STUDY TEXT:
Amyas Morse, the head of the NAO, said today: “The financial sustainability of police forces and their ability to deliver effective services is reliant on the Home Office understanding national and local demands and allocating funds fairly.
“There are signs that forces are already experiencing financial strain and struggling to deliver effective services to the public. If the Home Office does not understand what is going on it will not be able to direct resources to where they are needed, with the risk that the situation could get worse.”
Shadow Policing and Crime Minister Louise Haigh said: "As violent crime surges and police resources are stretched to the limit, the Home Office has been relying on guesswork. Ministers haven’t got a clue whether or not forces are financially sustainable, if they are meeting their demands effectively or what the risk is to the public.
"The Tories have long claimed that the police have the resources they need, but today’s report reveals that the Conservatives have been making this up all along. It is symptomatic of the utter contempt the Government has shown for the safety and security of the public throughout."

GIVEN DATA:

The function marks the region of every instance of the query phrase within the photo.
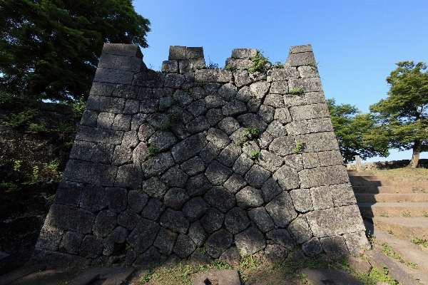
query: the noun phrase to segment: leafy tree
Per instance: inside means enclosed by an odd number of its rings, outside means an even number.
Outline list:
[[[362,160],[388,156],[387,142],[370,137],[372,132],[379,130],[376,130],[376,121],[370,114],[362,114],[357,107],[350,104],[336,105],[335,99],[326,101],[345,163],[354,161],[355,155],[360,155]]]
[[[86,98],[104,42],[147,47],[132,0],[0,0],[0,84],[14,94]]]
[[[427,107],[428,73],[424,63],[396,63],[397,69],[387,78],[388,97],[370,106],[379,126],[385,130],[389,147],[413,150],[409,167],[416,167],[419,153],[428,150]],[[374,139],[379,135],[373,134]]]

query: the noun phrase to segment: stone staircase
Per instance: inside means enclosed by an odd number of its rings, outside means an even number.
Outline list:
[[[347,172],[366,233],[401,258],[401,261],[392,260],[402,269],[428,284],[428,248],[410,242],[428,240],[428,177],[409,180],[398,175]]]
[[[428,239],[428,178],[404,181],[348,170],[363,218],[409,241]]]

COMPLETE THE FOLLOWING:
1 > In the police funding text, list each thing that Louise Haigh says ministers have no idea about.
2 > Continue the text on police finances, starting after its last sentence.
The rows are not needed for this work.

RESPONSES BY TASK:
1 >
- Whether or not forces are financially sustainable
- Whether they are meeting their demands effectively
- What the risk is to the public

2 >
And Yvette Cooper, who chairs Parliament’s Home Affairs Select Committee branded the Government’s approach “irresponsible.”
She said: “This is a damning report from the National Audit Office at a time when police forces have had substantial cuts to their budgets and police numbers, and when patterns of crime are changing and demand is going up.
“It’s incredible that the Home Office has so little understanding of what forces need to meet local and national demand.
“This is an irresponsible approach from the Home Office and they need to deal with this report immediately”.